• [What you have to do]
Would you reproduce all of the entries exactly?

Referring expression data:
□ □ □ □
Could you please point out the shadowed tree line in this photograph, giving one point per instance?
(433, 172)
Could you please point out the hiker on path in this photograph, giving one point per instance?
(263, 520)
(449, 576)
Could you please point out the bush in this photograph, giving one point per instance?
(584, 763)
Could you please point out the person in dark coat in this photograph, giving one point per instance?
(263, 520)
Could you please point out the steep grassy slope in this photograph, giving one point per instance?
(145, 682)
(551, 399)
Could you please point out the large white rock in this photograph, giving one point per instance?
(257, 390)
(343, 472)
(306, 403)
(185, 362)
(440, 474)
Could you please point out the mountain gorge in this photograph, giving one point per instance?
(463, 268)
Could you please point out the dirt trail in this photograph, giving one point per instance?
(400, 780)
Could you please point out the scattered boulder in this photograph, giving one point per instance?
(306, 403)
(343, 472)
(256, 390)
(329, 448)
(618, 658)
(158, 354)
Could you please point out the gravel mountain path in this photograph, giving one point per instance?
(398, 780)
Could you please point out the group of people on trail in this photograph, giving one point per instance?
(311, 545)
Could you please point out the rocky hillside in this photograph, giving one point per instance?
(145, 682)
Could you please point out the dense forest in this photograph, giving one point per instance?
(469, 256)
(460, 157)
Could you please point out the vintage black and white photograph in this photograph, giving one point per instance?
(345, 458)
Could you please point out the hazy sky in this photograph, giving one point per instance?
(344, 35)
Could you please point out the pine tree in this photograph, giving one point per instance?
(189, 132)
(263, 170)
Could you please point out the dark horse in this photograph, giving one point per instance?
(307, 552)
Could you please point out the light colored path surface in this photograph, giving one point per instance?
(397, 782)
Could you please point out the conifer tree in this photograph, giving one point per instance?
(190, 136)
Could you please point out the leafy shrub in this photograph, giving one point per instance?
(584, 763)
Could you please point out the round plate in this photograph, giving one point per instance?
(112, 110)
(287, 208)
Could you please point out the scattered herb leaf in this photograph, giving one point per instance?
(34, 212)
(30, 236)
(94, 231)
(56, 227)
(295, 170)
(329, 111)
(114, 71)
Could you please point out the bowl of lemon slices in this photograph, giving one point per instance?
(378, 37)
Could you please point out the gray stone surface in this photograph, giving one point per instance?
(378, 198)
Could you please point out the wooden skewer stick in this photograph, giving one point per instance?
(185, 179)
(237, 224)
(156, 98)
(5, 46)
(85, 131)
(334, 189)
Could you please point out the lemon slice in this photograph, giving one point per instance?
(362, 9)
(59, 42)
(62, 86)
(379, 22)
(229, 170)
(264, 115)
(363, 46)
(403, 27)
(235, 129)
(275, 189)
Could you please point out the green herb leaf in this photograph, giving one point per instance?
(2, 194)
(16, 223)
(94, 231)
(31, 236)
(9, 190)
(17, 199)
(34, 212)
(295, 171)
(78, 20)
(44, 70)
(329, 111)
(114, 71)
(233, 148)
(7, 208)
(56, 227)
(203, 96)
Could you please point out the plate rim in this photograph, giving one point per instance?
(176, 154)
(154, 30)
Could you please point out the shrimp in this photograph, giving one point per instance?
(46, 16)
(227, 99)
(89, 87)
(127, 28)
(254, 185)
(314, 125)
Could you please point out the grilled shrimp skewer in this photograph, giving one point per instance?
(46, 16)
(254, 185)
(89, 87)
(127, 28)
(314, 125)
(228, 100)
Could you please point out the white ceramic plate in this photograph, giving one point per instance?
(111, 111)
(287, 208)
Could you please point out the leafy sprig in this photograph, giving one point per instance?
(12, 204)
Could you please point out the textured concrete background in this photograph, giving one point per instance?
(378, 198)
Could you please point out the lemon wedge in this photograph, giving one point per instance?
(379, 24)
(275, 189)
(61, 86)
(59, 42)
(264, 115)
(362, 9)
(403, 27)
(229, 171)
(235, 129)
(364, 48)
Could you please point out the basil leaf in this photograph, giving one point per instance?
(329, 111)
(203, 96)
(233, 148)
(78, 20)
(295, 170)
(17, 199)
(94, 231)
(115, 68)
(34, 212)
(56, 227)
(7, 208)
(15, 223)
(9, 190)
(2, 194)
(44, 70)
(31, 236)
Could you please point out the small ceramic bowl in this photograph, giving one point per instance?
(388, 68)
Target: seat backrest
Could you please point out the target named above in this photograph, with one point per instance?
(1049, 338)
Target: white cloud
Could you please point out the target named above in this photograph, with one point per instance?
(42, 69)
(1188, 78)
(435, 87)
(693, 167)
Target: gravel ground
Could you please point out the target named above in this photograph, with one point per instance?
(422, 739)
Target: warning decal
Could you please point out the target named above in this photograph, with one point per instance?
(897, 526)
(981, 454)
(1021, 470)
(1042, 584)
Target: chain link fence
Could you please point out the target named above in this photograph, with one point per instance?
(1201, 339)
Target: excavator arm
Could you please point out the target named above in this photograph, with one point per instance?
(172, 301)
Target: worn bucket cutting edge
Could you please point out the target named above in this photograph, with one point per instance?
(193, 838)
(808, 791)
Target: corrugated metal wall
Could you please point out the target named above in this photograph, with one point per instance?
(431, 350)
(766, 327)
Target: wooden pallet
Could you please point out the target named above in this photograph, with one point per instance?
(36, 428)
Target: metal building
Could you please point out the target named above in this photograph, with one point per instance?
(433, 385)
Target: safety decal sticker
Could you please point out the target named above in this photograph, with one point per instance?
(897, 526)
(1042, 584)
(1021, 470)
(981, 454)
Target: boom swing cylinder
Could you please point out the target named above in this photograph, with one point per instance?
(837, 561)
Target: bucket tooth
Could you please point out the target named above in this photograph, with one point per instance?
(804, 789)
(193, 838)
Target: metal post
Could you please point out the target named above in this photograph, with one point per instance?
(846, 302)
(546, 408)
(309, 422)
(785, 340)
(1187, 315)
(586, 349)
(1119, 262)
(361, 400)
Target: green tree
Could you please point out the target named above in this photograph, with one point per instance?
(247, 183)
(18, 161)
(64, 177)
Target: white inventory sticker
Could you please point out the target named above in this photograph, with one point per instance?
□ □ □ □
• [Problem solution]
Could you please point out the shadowed tree line in this photograph, giving one point per instance?
(433, 172)
Could you please point out the hiker on path in this photograph, giving one point per instance?
(263, 520)
(449, 576)
Could you please point out the bush in this photograph, giving one point per instance?
(584, 763)
Could you please point out the person in dark coat in this photograph, giving one point per instance?
(263, 520)
Could you please point out the steep grassy slope in this photograph, giving one point per instance?
(145, 682)
(551, 399)
Could you please point out the large white rock in this photograph, giving one point per instance?
(257, 390)
(343, 472)
(306, 403)
(185, 362)
(440, 474)
Could you please point out the mountain gorge in this photograph, giving one point per instance?
(463, 268)
Could you please point out the dirt trail in this photograph, giving one point per instance?
(400, 780)
Could you please point out the scattered boulder in this photograph, giving one point per instance?
(306, 403)
(343, 472)
(256, 390)
(329, 448)
(618, 658)
(158, 354)
Could you please point out the gravel mountain path in this photograph, giving one point per instance?
(398, 780)
Could you please point out the group of people on trail in this photograph, giving one point per instance?
(311, 545)
Could you please point out the rocky hillside in this photograph, giving one point per instance?
(145, 682)
Could you please point out the dense forest in this photograph, giving one point per instance?
(469, 256)
(460, 157)
Could you please point out the vintage black and white photograph in this photograph, giving one point per instance?
(345, 458)
Could you please point out the hazy sky in this photograph, giving one point per instance?
(344, 35)
Could you please point out the pine tree in this photograph, giving one point per instance?
(189, 132)
(263, 170)
Could you please point out the dark horse in this photograph, giving one point per instance?
(307, 552)
Could you please point out the light colored path surface in this photograph, giving one point per instance?
(397, 782)
Could you please point out the conifer tree in this photograph, giving one point per instance?
(190, 136)
Could you please point out the leafy shrub in this photograph, giving one point per instance?
(584, 763)
Could you please point out the round plate in this photograph, giving one point per instance?
(112, 110)
(287, 208)
Could you please point out the scattered herb leaf in this photograph, giving one point per instance?
(34, 212)
(30, 236)
(94, 231)
(56, 227)
(295, 170)
(329, 111)
(114, 71)
Could you please point out the bowl of lemon slices in this photograph, giving one point per instance?
(378, 37)
Could you please point out the gray stone surface in this photograph, giving one point per instance?
(378, 198)
Could you please point out the wooden skewer stick in this photograph, giving one point per instance?
(185, 179)
(237, 224)
(156, 98)
(5, 46)
(85, 131)
(334, 189)
Could you please point out the lemon slice in this photograph, giving one point per instance?
(362, 9)
(59, 42)
(62, 86)
(379, 22)
(229, 170)
(264, 115)
(363, 46)
(403, 27)
(235, 129)
(275, 189)
Could you please point out the green herb leaf in this photograph, giving one point per instance?
(2, 194)
(16, 223)
(94, 231)
(31, 236)
(9, 190)
(17, 199)
(34, 212)
(295, 171)
(78, 20)
(44, 70)
(329, 111)
(114, 71)
(233, 148)
(7, 208)
(56, 227)
(203, 96)
Could you please point out the plate rim in this photograph, giving one point per instance?
(176, 154)
(154, 30)
Could you please point out the shrimp in this photograph, giving one point per instance?
(46, 16)
(227, 99)
(89, 87)
(127, 28)
(254, 185)
(314, 125)
Could you please point out the grilled shrimp skewer in this photograph, giving one point per instance?
(46, 16)
(254, 185)
(89, 87)
(127, 28)
(314, 125)
(228, 100)
Could you please point out the white ceramic plate in this photograph, giving one point per instance?
(111, 111)
(287, 208)
Could you please point out the leafy sprig in this photograph, giving one point per instance?
(12, 204)
Could you please point out the textured concrete background in this photograph, giving one point per instance?
(378, 198)
Could you please point out the lemon wedge in this photograph, giving one point per instance?
(379, 24)
(275, 189)
(61, 86)
(59, 42)
(264, 115)
(362, 9)
(403, 27)
(229, 171)
(235, 129)
(364, 48)
Could you please point out the basil leaf in this photograph, giving one point per instance?
(329, 111)
(203, 96)
(233, 148)
(78, 20)
(295, 170)
(17, 199)
(94, 231)
(115, 68)
(34, 212)
(56, 227)
(7, 208)
(15, 223)
(9, 190)
(2, 194)
(44, 70)
(31, 236)
Could you please point out the small ceramic bowl in this photograph, giving one point per instance?
(388, 68)
Target: seat backrest
Could you please point out the target named above in this photograph, with one point per instance?
(1049, 338)
Target: white cloud
Could you please point out the target named above in this photograph, with one point per instance?
(42, 69)
(1188, 78)
(435, 87)
(693, 167)
Target: gravel ground
Could you please point out the target named above in this photograph, with one point per instance?
(422, 739)
Target: warning decal
Could you please point out the target named above in this photograph, with one point per instance?
(897, 526)
(981, 454)
(1021, 470)
(1042, 584)
Target: chain link fence
Could you please point out the target named above in this photograph, with one point per instance?
(1201, 339)
Target: excavator arm
Could you please point out the target named above in this photograph, with one point per instance?
(172, 301)
Target: worn bucket cutting edge
Could you please point out the target named above in this photograph, with one point per instance?
(193, 838)
(808, 791)
Target: corrugated metal wall
Could you please point out the target named above in this photograph, with one point per instance?
(431, 350)
(766, 327)
Target: wooden pallet
Could you please point out the target named above in this photograph, with one point per instance?
(36, 428)
Target: metal building
Could you please point out the target named above in this photograph, with one point per instance?
(433, 385)
Target: safety decal sticker
Could you please point out the target named above in this photograph, with one point per instance?
(897, 526)
(1042, 584)
(1021, 470)
(981, 454)
Target: boom swing cylinder
Could you please point out the target named above in this photograph, with one point per instance?
(837, 561)
Target: bucket tooth
Could you please point out the target named above in this photograph, with one point per instance?
(804, 789)
(193, 838)
Target: metal post
Could you please point out the target named above in this photograph, with one point per instance?
(846, 302)
(546, 408)
(309, 422)
(785, 340)
(1187, 315)
(586, 349)
(1119, 262)
(361, 400)
Target: green tree
Could you please point out the target named above in this photograph, with one point per instance?
(247, 183)
(18, 161)
(64, 177)
Target: white inventory sticker
Could you please point out the target named above in this photograph, with one point per instance?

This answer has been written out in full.